▶ _Assignment_
Show all lines of the listing that hold the word "artwork".

▶ _Supplied information_

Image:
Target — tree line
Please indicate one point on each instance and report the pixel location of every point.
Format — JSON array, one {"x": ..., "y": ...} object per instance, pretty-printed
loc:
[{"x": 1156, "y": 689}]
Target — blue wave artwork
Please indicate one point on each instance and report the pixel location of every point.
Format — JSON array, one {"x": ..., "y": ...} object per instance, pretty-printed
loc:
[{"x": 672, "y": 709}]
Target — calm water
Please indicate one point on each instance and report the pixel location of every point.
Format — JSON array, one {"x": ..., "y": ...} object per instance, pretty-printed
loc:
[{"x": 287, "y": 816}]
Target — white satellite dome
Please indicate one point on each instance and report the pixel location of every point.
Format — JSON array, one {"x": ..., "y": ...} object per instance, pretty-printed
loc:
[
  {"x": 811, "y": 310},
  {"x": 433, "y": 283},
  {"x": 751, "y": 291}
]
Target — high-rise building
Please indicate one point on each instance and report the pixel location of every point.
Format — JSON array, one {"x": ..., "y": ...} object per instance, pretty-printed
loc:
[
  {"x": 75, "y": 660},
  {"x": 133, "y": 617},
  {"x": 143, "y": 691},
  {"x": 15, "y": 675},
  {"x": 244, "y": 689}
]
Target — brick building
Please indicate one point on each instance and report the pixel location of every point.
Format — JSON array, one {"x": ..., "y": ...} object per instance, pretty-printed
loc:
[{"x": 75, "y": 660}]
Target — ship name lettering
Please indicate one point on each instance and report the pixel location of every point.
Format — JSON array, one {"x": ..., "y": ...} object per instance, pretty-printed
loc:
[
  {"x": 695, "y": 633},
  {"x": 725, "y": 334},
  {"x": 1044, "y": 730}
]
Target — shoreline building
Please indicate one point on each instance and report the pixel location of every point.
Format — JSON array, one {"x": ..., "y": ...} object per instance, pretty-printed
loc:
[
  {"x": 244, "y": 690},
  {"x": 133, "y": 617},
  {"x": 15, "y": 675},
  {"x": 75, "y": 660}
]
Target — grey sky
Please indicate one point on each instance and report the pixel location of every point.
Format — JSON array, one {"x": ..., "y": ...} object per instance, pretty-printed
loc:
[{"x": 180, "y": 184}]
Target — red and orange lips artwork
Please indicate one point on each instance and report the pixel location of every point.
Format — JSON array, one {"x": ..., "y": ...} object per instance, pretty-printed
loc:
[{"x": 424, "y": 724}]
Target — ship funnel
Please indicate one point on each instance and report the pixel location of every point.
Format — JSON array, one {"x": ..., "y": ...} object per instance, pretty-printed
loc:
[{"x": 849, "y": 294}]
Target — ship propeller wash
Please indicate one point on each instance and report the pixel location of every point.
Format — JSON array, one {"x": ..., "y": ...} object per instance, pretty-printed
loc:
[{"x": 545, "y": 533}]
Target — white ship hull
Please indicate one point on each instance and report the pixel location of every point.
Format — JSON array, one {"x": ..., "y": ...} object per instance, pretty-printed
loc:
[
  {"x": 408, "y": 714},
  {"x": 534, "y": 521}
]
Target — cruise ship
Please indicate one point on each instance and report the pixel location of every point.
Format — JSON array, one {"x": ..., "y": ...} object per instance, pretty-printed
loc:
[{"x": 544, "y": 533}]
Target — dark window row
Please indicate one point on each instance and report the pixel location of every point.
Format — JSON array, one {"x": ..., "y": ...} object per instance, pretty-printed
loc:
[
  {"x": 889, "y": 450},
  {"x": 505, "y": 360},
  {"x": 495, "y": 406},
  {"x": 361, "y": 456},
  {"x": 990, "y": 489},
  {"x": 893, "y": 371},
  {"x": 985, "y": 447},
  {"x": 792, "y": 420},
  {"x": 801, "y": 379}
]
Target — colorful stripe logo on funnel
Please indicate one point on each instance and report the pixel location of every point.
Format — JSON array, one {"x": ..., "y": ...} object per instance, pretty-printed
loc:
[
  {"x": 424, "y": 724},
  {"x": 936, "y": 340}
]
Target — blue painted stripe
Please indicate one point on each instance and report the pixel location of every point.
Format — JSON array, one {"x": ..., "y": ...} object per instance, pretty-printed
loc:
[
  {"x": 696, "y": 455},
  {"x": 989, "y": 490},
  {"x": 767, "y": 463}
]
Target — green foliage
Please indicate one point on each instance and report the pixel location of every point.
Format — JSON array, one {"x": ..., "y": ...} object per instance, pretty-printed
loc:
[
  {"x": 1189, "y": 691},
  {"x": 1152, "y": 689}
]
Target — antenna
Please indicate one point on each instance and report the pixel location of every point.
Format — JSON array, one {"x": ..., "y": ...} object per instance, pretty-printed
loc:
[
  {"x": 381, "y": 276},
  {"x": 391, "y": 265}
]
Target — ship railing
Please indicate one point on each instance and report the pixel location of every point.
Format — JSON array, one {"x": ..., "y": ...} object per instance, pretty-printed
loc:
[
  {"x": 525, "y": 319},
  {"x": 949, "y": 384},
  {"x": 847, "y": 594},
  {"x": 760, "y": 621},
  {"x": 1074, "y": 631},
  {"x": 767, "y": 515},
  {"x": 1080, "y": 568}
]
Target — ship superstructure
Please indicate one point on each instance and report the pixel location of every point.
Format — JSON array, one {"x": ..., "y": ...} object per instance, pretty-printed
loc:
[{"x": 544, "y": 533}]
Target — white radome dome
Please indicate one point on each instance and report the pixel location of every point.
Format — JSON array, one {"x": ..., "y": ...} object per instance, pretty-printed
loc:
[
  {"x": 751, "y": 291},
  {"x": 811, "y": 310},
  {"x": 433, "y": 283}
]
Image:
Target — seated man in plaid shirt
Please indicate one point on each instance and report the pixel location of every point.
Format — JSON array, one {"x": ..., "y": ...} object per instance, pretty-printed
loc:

▶ _Output_
Target — blue wave artwork
Target — red and orange lips artwork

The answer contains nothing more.